Excerpts from a dataset:
--

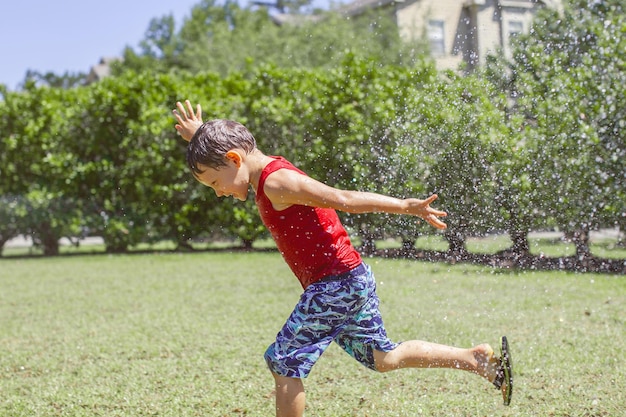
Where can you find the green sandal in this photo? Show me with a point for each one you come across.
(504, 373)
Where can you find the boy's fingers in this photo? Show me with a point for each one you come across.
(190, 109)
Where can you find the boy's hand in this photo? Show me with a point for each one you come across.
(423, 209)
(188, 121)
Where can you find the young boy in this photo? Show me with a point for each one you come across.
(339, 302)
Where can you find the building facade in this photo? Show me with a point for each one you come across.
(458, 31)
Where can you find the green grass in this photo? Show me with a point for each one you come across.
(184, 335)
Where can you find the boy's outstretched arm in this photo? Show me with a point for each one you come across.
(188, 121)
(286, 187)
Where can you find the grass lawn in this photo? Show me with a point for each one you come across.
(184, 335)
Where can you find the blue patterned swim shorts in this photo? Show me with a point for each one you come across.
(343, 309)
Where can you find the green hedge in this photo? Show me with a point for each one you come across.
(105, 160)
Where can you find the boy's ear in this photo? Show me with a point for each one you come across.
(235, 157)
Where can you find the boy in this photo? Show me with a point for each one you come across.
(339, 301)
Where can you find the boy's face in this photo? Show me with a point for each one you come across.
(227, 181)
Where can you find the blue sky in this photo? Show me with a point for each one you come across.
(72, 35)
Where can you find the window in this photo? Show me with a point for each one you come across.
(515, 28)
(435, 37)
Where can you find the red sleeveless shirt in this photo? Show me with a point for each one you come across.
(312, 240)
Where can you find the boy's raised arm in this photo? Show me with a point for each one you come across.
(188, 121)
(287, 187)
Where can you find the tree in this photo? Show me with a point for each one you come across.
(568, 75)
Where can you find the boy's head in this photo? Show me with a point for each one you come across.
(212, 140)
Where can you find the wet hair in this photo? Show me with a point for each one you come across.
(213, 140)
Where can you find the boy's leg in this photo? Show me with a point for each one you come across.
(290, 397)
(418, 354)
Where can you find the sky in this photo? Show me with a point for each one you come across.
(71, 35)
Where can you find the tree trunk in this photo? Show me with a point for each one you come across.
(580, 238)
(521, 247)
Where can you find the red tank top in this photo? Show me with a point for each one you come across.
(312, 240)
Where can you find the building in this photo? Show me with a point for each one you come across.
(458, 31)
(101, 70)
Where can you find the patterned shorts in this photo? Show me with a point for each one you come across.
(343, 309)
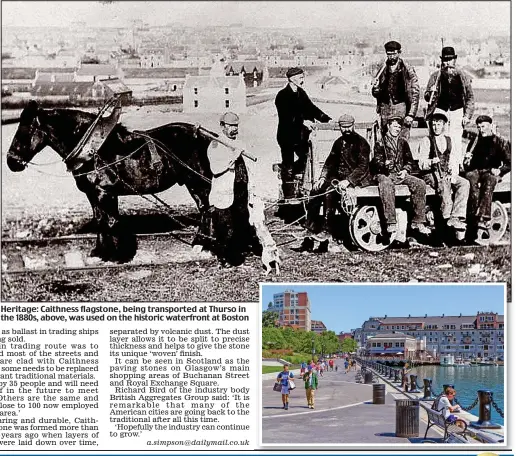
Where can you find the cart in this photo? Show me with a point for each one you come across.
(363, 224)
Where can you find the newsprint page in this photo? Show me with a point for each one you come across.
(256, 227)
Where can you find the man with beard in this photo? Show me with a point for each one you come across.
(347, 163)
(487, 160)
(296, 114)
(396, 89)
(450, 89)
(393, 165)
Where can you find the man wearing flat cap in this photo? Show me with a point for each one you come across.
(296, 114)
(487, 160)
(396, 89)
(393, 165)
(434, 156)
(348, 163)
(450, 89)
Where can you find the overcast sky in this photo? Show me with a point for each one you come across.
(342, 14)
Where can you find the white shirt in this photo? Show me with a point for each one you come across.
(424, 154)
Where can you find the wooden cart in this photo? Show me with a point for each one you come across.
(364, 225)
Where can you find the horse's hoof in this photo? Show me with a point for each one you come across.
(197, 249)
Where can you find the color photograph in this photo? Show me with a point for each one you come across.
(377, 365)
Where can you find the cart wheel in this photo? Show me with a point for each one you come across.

--

Only the line containing "Where can you find the horse's" and the lines after it, up to and including the last line of the data, should appear in the answer, exactly as written.

ANSWER TO THIS TASK:
Where can you find the horse's hoof in this photo? Show me with a point for each one you come across.
(197, 249)
Where can you find the color photograph in this photo? Show me with a point for each one you come across.
(377, 365)
Where can you find the cart wheel in this photo? Show me with a point for each one you come across.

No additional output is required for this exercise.